◆ THE EXERCISE: Repeat exactly, and only, the lines from the one containing "of the bright" through the end of the records.

◆ DATASET EXTRACT:

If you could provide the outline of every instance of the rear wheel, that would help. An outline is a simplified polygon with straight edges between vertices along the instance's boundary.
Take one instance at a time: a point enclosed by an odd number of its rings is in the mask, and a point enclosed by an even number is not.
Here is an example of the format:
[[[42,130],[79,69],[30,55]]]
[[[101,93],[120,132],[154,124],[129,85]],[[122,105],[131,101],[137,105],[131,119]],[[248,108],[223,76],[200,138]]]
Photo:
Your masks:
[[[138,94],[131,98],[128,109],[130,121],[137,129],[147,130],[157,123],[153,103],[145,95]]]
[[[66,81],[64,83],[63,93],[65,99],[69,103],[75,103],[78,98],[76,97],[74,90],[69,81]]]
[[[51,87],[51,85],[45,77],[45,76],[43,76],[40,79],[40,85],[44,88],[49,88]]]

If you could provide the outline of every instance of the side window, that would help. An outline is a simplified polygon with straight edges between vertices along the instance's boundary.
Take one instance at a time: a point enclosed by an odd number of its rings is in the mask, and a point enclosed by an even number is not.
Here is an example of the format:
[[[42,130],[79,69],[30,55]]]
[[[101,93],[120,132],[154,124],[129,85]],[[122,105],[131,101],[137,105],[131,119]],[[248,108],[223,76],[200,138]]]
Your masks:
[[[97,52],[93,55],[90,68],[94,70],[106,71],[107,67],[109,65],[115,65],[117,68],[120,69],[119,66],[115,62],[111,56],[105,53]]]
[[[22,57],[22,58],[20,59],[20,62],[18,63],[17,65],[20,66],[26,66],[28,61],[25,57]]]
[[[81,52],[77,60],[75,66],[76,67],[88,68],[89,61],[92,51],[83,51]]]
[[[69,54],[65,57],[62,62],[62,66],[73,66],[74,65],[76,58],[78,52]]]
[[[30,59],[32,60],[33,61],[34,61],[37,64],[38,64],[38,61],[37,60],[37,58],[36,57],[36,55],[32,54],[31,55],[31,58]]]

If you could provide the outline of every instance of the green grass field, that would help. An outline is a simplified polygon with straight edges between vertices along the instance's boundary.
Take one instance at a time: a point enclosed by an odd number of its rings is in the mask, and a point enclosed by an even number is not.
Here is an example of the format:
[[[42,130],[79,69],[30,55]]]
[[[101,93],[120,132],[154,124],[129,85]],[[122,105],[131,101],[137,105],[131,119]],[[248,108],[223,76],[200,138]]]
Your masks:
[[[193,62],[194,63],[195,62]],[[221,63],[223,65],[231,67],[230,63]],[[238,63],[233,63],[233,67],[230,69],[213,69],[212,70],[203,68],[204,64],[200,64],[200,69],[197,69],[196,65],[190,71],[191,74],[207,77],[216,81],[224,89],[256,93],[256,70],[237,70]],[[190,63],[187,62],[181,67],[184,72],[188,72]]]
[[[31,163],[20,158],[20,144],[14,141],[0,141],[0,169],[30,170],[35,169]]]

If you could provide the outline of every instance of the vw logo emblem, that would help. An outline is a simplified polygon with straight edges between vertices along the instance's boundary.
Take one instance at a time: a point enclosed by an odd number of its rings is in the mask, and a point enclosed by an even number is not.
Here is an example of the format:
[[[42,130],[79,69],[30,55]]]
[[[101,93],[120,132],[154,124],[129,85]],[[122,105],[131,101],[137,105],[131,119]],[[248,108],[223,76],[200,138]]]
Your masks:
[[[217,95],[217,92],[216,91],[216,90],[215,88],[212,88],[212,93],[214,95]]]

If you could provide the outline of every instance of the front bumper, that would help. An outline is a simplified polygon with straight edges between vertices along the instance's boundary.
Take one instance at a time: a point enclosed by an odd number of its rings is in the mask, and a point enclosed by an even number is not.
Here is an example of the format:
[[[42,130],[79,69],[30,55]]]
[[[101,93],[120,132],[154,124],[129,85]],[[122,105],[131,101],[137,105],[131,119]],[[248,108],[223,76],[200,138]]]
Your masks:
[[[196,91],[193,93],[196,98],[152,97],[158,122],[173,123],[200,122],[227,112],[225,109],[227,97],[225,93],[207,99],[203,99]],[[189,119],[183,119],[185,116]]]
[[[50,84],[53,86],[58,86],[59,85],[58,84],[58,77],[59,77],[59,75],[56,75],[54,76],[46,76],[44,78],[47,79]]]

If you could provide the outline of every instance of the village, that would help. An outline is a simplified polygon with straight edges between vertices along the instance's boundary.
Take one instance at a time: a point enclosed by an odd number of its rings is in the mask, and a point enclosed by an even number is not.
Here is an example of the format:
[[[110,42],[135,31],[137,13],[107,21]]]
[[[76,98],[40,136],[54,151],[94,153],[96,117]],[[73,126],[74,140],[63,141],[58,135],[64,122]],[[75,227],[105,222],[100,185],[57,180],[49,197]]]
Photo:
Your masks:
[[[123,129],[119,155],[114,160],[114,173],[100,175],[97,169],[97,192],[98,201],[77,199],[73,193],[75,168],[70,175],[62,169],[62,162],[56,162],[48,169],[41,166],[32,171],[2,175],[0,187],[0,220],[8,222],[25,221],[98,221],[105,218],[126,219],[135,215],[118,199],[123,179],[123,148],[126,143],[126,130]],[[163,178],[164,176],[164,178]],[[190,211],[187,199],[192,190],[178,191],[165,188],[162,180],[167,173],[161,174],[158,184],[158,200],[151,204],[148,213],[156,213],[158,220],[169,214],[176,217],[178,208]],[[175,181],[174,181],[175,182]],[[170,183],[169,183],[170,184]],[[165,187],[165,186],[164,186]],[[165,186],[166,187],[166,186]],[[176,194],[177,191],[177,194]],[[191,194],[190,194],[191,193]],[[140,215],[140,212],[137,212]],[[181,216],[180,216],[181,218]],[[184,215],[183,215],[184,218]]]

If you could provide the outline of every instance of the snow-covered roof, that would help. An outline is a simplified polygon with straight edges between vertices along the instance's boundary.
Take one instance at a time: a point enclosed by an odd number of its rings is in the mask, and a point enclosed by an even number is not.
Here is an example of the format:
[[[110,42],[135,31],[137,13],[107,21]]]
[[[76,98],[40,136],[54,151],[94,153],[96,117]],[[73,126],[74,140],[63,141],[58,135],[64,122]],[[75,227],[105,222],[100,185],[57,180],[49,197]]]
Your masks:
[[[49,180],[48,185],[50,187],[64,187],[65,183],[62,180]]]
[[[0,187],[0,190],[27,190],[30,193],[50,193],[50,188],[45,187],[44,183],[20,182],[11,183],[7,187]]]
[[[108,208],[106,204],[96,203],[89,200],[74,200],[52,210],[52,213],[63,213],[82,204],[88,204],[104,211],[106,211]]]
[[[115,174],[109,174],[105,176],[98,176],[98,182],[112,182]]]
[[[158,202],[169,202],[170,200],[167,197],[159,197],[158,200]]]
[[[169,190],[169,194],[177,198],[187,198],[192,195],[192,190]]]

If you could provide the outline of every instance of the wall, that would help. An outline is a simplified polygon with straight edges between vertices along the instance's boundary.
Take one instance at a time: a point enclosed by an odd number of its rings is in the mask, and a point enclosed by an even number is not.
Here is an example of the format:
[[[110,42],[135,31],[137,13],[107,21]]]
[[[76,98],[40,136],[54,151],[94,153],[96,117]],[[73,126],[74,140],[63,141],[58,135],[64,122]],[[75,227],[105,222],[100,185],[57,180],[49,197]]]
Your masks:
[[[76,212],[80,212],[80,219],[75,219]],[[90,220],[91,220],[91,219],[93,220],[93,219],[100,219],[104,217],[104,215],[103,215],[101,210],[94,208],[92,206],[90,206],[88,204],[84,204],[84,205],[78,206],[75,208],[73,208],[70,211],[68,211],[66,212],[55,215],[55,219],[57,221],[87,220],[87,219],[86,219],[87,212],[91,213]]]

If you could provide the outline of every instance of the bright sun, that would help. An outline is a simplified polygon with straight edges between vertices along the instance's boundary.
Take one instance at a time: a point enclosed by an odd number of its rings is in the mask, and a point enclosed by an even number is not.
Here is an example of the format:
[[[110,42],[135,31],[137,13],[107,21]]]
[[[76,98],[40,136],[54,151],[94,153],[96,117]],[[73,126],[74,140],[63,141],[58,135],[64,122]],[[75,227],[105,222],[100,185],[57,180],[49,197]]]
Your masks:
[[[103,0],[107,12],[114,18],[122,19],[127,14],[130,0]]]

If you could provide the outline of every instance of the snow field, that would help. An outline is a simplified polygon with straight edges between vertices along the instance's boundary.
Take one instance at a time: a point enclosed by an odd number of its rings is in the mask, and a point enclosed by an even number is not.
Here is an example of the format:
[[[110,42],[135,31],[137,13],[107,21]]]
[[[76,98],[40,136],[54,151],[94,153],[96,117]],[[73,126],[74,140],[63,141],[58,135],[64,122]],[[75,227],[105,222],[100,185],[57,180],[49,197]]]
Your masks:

◆ WRITTEN ANSWER:
If you could provide the outline of every instance of the bright sun, that would help. An outline is a simplified polygon with straight edges between vertices along the instance's boundary.
Take one instance at a time: a point enclosed by an odd number of its rings is in the mask, and a point enclosed by an even number is not.
Here is an example of the format:
[[[110,42],[135,31],[137,13],[107,21]]]
[[[76,98],[40,136],[54,151],[94,153],[96,117]],[[73,126],[74,140],[63,141],[58,135],[64,122]],[[75,227],[105,222],[100,185],[57,180],[49,197]]]
Your masks:
[[[103,0],[107,12],[114,18],[122,19],[127,14],[130,0]]]

If you could provide the outline of every instance of the snow field, that would help. An outline is a simplified polygon with straight edges between vertices along the instance's boundary.
Take one instance at a time: a point enclosed by an odd number of its rings is in the mask, and a point enclosed by an even number is not.
Here is an example of the format:
[[[110,42],[135,31],[137,13],[107,21]]]
[[[76,98],[40,136],[54,151],[94,153],[96,117]],[[73,126],[74,140],[63,141],[58,135],[64,122]],[[75,227],[105,222],[100,185],[57,180],[49,197]]]
Your masks:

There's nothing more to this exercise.